◆ **Document segment**:
However, what Dr. Derrida assumed is not discussed, or in other words, he himself has to be deconstructed. Dr. Derrida exposed the hierarchial relationship between members of pairs of binary oppositions. It may be that the westerners, especially the Anglo Saxons were not aware of this hierarchial relationship, until Dr. Derrida drew their attention to it and deconstructed.

To the surface...

Dr. Derrida’s deconstruction only brings to the surface certain underlying assumptions in "theories", and knowledge in general. However, this exercise itself does not take place in a vacuum. Dr. Derrida was only improving a theory of knowledge that has an appeal to modernity that began in Europe around the fifteenth century.

If one were to pinpoint the essence of modernity, one could say that modernity emphasised the importance of the "individual" (not the abstract) in a society. However, this is a contradiction in modernity, theories as constructed in an abstract way and hence, in theoretical conceptualisations the abstract individual becomes significant. In terms of binary oppositions it could be said that until about the fifteenth century the society, in the pair of oppositions individual/society, dominated but after that the individual began to come into prominence.

This change from society to individual is essentially a phenomenon associated with modernity and its Chinthanaya, namely the Greek, Judaic Christian (GJC) Chinthanaya. This Chinthanaya itself was created and improved after the fifteenth century. As such the "individual" (abstract) referred to here is not a Sinhala Buddhist or an Arab Muslim but an abstract western Christian. The GJC Chinthanaya is different from the Catholic Chinthanaya that emphasised the importance of the society in the binary relationship or the opposition between the individual and the society.

The deconstructionist, Dr. Derrida was only going along the lines as dictated by modernity. Though he was called a postmodernist, there was no postmodernity in his thinking, for without a postmodernity it is not possible to have postmodernist thinking.

All the so-called postmodernists are modernists with a theory of postmodernism. It is possible to create theories on non-existing phenomena and the postmodernists are only busy constructing (deconstructing) such theories. When the postmodernists say that the author is dead it only implies that there is no author writing for a society as such. There are no passive individuals in a society who try to "understand collectively" what the author has said absolutely.

No absolutism in modernity

There is no absolutism in modernity as in the medieval world associated with the Catholic Chinthanaya. (However, in constructing general theories one cannot avoid absolutes). When one of the greatest minds of modernity, Dr. Einstein said that he has a personal God, he had declared that the God was dead. It is a case of privatising the God and the author, and in the process killing the God and the author, and the individuals themselves interpreting or creating the God and the author for themselves. The individuals interpreting the text create a different text thus they themselves becoming the authors. There is no authour but authors. After all modernity is about privatisation and individual lives, capitalism being its economic mode.

The Anglo Saxons who are the most modern men and women in the world would grab the ideas of Dr. Derrida and others with both hands while the French themselves are not very keen with the so-called postmodernist ideas. In certain ways both the French and the Germans still live in the pre modernist world with a sprinkling of ideas in the Catholic Chinthanaya. The so-called mystic philosophers in Germany, mystic in the eyes of the Anglo Saxon philosophers, are creations of the Catholic Chintanaya and that includes both Hegel and Marx to a large extent.

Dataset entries
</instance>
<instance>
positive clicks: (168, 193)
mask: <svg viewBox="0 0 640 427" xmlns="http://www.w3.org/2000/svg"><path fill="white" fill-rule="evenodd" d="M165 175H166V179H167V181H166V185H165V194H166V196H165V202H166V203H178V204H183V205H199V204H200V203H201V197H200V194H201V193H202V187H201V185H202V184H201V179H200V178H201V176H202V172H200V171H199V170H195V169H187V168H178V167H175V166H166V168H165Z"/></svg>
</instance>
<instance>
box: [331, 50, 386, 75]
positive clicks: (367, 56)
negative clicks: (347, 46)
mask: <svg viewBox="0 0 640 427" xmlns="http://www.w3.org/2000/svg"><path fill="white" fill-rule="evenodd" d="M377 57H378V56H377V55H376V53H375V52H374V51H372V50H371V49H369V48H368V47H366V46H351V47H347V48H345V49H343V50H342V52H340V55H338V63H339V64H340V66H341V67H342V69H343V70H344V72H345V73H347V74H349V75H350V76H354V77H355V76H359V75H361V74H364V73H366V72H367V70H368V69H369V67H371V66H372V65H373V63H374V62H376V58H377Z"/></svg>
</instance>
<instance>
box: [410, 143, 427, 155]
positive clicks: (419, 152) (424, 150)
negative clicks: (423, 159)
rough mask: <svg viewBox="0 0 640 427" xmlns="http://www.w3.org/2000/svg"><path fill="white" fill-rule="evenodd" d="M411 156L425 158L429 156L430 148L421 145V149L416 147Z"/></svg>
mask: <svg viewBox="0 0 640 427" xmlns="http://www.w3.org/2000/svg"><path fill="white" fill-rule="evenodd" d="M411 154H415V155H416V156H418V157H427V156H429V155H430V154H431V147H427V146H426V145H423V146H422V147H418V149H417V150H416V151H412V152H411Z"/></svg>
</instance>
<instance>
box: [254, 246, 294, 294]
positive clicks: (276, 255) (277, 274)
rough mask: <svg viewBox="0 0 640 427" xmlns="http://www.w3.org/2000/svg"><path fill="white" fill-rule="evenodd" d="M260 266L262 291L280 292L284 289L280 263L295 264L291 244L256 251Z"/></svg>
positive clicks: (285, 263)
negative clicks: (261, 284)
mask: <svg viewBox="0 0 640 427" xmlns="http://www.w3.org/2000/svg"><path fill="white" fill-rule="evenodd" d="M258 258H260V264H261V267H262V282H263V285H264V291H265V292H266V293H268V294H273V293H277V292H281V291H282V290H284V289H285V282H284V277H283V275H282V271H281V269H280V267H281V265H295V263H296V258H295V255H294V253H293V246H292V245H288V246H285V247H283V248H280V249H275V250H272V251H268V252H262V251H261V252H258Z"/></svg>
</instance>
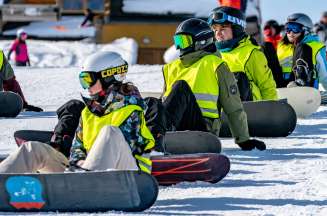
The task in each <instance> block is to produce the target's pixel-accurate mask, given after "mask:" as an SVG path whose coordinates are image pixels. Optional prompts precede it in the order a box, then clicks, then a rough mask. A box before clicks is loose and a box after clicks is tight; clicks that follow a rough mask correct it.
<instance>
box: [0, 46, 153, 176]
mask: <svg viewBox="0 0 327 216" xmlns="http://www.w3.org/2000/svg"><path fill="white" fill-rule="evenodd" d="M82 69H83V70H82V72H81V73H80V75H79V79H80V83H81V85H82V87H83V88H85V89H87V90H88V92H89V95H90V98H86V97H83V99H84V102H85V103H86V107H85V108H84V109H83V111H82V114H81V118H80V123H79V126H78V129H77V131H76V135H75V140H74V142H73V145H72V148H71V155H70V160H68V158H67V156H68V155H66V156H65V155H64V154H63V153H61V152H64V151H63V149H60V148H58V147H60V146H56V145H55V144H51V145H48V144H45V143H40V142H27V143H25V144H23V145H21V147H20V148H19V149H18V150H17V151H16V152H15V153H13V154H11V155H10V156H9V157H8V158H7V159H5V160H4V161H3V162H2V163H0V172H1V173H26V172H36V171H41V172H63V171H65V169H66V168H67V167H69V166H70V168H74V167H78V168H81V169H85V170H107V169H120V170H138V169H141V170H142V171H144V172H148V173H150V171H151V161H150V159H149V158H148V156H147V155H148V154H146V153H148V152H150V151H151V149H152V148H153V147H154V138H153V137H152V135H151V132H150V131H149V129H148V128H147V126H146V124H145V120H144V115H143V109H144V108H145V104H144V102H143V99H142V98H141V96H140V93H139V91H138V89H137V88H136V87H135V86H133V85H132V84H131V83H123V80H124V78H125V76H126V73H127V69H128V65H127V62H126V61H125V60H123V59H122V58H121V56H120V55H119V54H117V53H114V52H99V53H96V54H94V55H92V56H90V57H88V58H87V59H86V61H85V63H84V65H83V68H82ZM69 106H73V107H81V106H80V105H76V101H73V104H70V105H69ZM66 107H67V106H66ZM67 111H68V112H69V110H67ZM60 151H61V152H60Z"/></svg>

◆ **Problem set**:
a: Locate every line of the records that contains the string "negative" with matching case, and copy each of those lines.
b: Continue the text about Derrida and modernity, picking up right after its final sentence.

◆ **Written responses**:
a:
negative clicks: (347, 46)
negative clicks: (423, 159)
negative clicks: (261, 284)

b:
Dr. Derrida, though French, like the Italian Physicist Galileo, who lived about three hundred years before him, was contributing to the culture of the Anglo Saxons, going against the culture to which he was born. Though some Anglo Saxons have misgivings about "postmodernist" writings, when they realise that postmodernity is nothing but modernity, they would also fall in line with the "postmodernists" in the Anglo Saxon world.

Modernity is an evolving process and for more than five centuries it has been gradually changing. Though Dr. Einstein talked about a personal God, in another context he believed in the pre Christian absolute God of the Jews and the Catholics when he said that "the God does not play dice" referring to the Copenhagen interpretation of Quantum Physics. As we had observed, in constructing general theories which is a hallmark of abstract thinking that goes with GJC Chinthanaya, one has to resort to abstract concepts.

Contradictions unavoidable

Dr. Derrida was on the side of the individual in the individual/society relationship. However, in the final analysis this individual when abstracted becomes the Anglo Saxon Christian individual. This contradiction between the oppositions concrete and abstract is unavoidable in modernity, and what is more Dr. Derrida talked as if the binary oppositions were absolute. We have to remember that binary oppositions arise as a result of Aristotelian logic that was not discarded by Dr. Derrida though he emphasised that the westerners were more or less obsessed with binary oppositions.

Now what is the relevance of the above to the driving Bhikkus? It appears that some people tend to think that it is a human right of an individual to apply and obtain a driving license. However, it is not the case. One may apply for a driving license but it is the commissioner who finally decides, within the ambit of the law that prevails in the country, whether one should be issued with a license or not. In any event who is this individual who has the right to apply for a driving license? It is in general (abstract concept) a person who is a citizen of the country and who is above a certain age. (Non citizens also can apply under certain conditions) It is evident that the kids do not have this right as law has deprived them of the right. This also implies that the "law" can deprive certain rights to certain groups of people.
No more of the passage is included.